• Given passage:
<<<<

In Europe, particularly in the Eastern Front, what occurred were not only some of history’s greatest battles ever fought, but also the most horrendous acts of violence, savagery, and destruction on an enormous scale.  This came about mainly because of Germany’s successive victories early in the war, which allowed Hitler to implement his long-desired policies to overturn the political, economic, and social infrastructures in the occupied territories.  At its core, Nazi ideology advocated racial imbalances, that Germans were the supreme “master race” (Aryan Herrenvolk) comprising “superhumans” (Ubermensch), while those peoples to be conquered in the east, predominated by Slavs, were “subhumans” (Untermenschen).

Following its conquests in Eastern Europe and Russia, Germany implemented Generalplan Ost (“General Plan for the East”), which was aimed at achieving lebensraum (“living space”) for the German people within a period of 25-30 years.  Generalplan Ost entailed the expulsion and elimination of resident populations in captured territories.  In their place, German settlers were to move in to farm the land and achieve self-sufficiency in food and resources in support of Hitler’s vision of a 1000-year German Empire.  Elimination of the native populations would consist of genocide, mass transfers to the depths of Russia and Siberia, or enslavement as laborers in German factories and farms.  Hitler also saw the struggle with the Soviet Union as one of opposing ideologies between German National Socialism, and Soviet communism led by “Jewish Bolshevism”.  To Hitler, the struggle would consist of a “total war” of annihilation.

Generalplan Ost also involved the Hunger Plan, where Germany would seize all food production from the conquered territories in the Eastern Front, in order exterminate the local native populations through starvation.  The Hunger Plan was envisaged to produce 20-30 million fatalities.  During its implementation, it did cause millions of deaths through artificial famines.

>>>>

• Data excerpt:
<<<<

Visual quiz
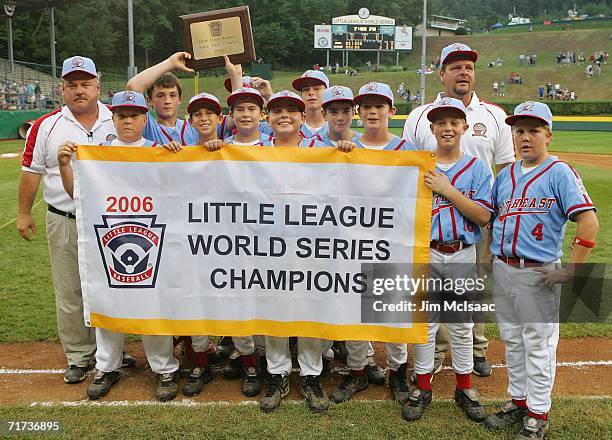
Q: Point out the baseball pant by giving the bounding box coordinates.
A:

>>>>

• Brief A: According to the passage on Generalplan Ost, how many fatalities was the Hunger Plan envisaged to produce?
• Brief B: Render this sentence from the passage on Generalplan Ost in Spanish: "The Hunger Plan was envisaged to produce 20-30 million fatalities."
• Brief C: Using the passage on Generalplan Ost, explain what mainly brought about the violence and destruction on the Eastern Front.

• Task result A: 20-30 million

• Task result B: Se preveía que el Plan del Hambre produjera entre 20 y 30 millones de víctimas mortales.

• Task result C: It came about mainly because of Germany's successive victories early in the war. Those victories let Hitler implement his long-desired policies to overturn the political, economic, and social infrastructures of the occupied territories.